> GOAL OF THE EXERCISE: Produce an exact copy of the lines from the line containing "Annotate the metal" through the last line of the listing below, both ends included, and nothing else.

> ENTRIES SUPPLIED:
# # # # #
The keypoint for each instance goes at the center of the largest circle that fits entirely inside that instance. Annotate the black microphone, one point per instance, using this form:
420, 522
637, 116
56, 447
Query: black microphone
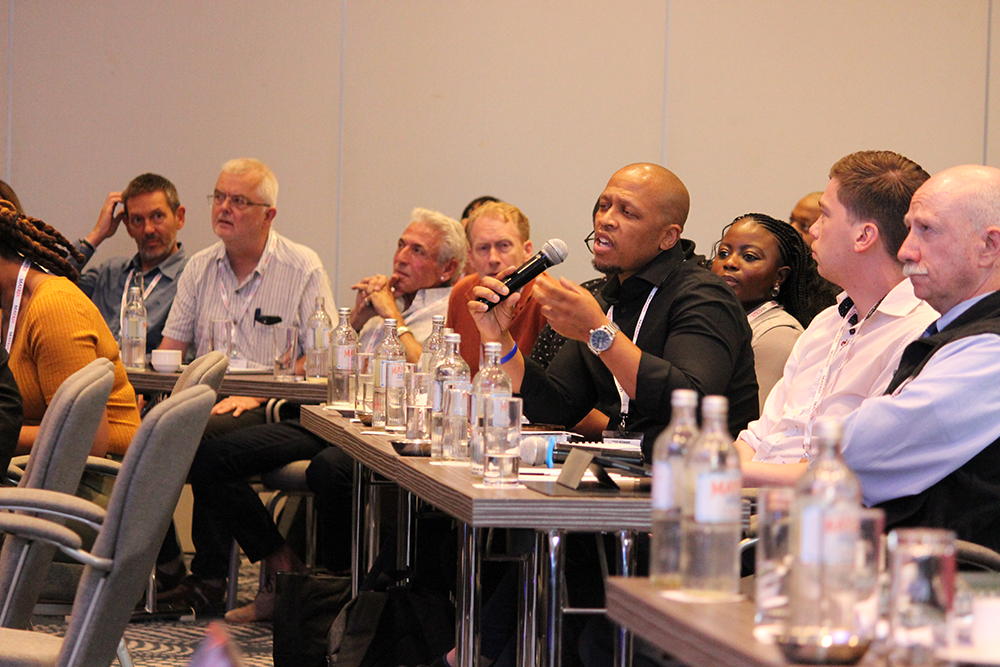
553, 252
536, 450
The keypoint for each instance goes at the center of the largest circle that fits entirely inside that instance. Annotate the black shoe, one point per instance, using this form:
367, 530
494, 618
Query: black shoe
194, 594
166, 581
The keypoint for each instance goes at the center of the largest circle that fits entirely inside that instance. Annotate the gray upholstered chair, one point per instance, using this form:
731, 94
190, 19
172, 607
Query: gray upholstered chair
56, 463
129, 536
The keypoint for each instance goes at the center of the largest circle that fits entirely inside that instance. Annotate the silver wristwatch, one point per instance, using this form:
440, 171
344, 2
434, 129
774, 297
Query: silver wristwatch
602, 337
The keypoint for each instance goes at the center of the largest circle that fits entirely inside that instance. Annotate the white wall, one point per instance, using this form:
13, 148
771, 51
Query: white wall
750, 102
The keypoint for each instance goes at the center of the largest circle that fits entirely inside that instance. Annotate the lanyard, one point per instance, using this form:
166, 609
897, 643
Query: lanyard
635, 337
145, 295
258, 279
760, 310
16, 305
825, 375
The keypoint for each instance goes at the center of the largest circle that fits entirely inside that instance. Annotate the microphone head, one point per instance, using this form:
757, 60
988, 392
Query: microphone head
556, 250
534, 449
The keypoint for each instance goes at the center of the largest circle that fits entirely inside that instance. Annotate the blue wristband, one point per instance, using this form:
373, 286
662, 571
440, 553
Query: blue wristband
510, 355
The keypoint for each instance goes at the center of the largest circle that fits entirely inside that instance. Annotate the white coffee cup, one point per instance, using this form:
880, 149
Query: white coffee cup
166, 361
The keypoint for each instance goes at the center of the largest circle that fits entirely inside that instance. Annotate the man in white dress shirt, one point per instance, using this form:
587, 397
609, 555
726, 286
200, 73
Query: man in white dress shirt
849, 351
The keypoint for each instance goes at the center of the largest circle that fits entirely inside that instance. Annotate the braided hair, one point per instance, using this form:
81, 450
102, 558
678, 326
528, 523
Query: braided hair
33, 239
804, 292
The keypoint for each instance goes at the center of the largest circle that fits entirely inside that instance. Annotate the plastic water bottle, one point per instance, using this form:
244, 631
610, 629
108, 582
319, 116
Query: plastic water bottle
669, 468
824, 531
133, 334
710, 522
452, 368
433, 343
341, 383
318, 328
389, 406
491, 380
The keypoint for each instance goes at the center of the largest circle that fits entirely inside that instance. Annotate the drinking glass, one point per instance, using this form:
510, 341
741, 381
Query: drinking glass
223, 332
418, 404
773, 559
920, 599
286, 343
455, 426
366, 385
502, 440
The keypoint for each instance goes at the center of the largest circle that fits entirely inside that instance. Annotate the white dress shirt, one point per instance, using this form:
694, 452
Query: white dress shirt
850, 366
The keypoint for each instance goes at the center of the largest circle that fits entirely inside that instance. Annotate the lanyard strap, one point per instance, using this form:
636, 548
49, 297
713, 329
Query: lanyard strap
145, 295
16, 306
623, 397
760, 310
825, 375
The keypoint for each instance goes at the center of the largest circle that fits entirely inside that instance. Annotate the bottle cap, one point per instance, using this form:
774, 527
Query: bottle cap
684, 398
714, 406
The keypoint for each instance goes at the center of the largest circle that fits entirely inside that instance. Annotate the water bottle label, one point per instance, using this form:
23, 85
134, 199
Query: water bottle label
345, 357
664, 492
396, 371
828, 535
717, 497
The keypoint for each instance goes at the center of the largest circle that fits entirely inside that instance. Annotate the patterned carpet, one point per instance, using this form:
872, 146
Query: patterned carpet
172, 643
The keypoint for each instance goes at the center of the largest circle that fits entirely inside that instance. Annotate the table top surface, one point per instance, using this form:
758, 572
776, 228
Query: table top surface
697, 634
237, 384
451, 488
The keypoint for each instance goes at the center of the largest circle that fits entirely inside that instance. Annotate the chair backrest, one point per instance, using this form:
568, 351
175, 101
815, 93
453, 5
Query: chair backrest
145, 494
56, 463
208, 369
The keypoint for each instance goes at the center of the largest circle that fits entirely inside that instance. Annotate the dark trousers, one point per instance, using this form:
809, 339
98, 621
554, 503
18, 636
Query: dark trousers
330, 477
226, 506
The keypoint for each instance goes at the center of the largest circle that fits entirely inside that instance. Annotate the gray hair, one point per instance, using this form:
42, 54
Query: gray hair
453, 245
267, 182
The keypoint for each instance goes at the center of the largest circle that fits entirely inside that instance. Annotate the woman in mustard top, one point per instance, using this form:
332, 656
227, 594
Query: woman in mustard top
51, 329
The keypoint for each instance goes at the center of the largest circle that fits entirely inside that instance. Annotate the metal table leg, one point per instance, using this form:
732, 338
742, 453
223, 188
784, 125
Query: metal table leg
467, 619
552, 580
626, 553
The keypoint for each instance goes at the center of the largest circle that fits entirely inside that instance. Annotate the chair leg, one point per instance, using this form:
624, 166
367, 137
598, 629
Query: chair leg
234, 576
124, 657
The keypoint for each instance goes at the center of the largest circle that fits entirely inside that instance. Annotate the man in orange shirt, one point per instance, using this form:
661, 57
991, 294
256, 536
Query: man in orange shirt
498, 235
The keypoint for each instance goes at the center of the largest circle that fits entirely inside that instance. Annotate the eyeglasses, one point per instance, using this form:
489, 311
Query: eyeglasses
238, 202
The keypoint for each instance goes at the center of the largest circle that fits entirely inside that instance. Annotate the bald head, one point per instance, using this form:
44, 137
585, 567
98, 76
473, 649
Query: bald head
805, 213
640, 214
952, 250
668, 195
# # # # #
> RIGHT ANSWER:
The keypoint for each instance goes at the center of the largest circle that fits entirely inside that instance. Annotate the metal table leg, one point per instance, using this form:
732, 338
742, 453
223, 188
784, 125
Query: metal table leg
467, 619
552, 580
626, 553
The keypoint for each instance goes at the center of the largest circle that fits entirely inside that instance. Annotate the chair leg, one point per instance, using this form:
624, 166
367, 137
598, 629
Query: chair leg
234, 576
124, 657
The keypoint for each instance goes at the center of the largest circle that fits entirely inside that instance. Annotate the man in orange shirt, one point per instance, using this form:
661, 57
991, 294
256, 536
Query: man in orange shirt
498, 235
The keypoint for each instance goes at the center of the largest circle that fits entirely inside that instance. Annotate the eyeglasses, one point per instance, using this form:
489, 311
Query: eyeglasses
238, 202
The keypoint for each instance goes at the center of the largest circle that fits entirely inside that instance. Annotate the bald head, one point per instance, using this form:
44, 137
585, 567
98, 76
473, 649
Query: bald head
805, 213
640, 214
952, 250
668, 195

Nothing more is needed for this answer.